* 任务要求: 将下方关于维柯的短文中从“焦瓦尼•巴蒂斯达•维柯于16”到“也没有掌握另外一门欧洲语言。”的内容(首尾两处均包括在内)一字不差地抄录下来。

* 所给短文:
# # # # # # #
维柯:被遗忘的先知
他早于他的时代出生,被迫在贫穷和疾病中挣扎,他活着的时候,误解伴随着他,基本上被忽视,死后也没人记得。

焦瓦尼•巴蒂斯达•维柯

焦瓦尼•巴蒂斯达•维柯于1668年出生于那不勒斯,并于1744年在那里逝世。他是一个谦逊的书商的儿子,接受的是非正统的教育,因为他在耶稣会学校上学的时间短暂而艰难,主要是在他父亲的店铺里自学。十九岁时,他离开这座城市去给一个小贵族的儿子们做教书先生。他把此后九年的大部分时间都献给了拉丁文献研究,同时写一些平庸的诗作。回到那不勒斯后,他开始加入一些科学研究和哲学研究圈子,从而与欧洲其他城市的学术圈子保持着联系。但是他再也没有离开他的城市,也没有掌握另外一门欧洲语言。
# # # # # # #
* 所给条目:

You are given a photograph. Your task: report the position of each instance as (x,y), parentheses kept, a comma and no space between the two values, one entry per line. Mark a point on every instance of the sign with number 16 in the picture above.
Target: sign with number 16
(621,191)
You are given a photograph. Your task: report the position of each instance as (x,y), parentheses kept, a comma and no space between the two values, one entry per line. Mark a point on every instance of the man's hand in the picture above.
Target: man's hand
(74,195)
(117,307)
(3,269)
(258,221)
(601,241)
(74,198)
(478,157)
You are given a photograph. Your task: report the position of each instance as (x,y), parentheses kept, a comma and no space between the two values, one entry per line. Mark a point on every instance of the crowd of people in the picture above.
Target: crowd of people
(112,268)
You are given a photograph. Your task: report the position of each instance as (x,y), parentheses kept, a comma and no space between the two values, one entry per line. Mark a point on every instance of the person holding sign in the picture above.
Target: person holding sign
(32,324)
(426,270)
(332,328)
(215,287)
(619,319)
# # # # # # #
* 任务解答:
焦瓦尼•巴蒂斯达•维柯于1668年出生于那不勒斯,并于1744年在那里逝世。他是一个谦逊的书商的儿子,接受的是非正统的教育,因为他在耶稣会学校上学的时间短暂而艰难,主要是在他父亲的店铺里自学。十九岁时,他离开这座城市去给一个小贵族的儿子们做教书先生。他把此后九年的大部分时间都献给了拉丁文献研究,同时写一些平庸的诗作。回到那不勒斯后,他开始加入一些科学研究和哲学研究圈子,从而与欧洲其他城市的学术圈子保持着联系。但是他再也没有离开他的城市,也没有掌握另外一门欧洲语言。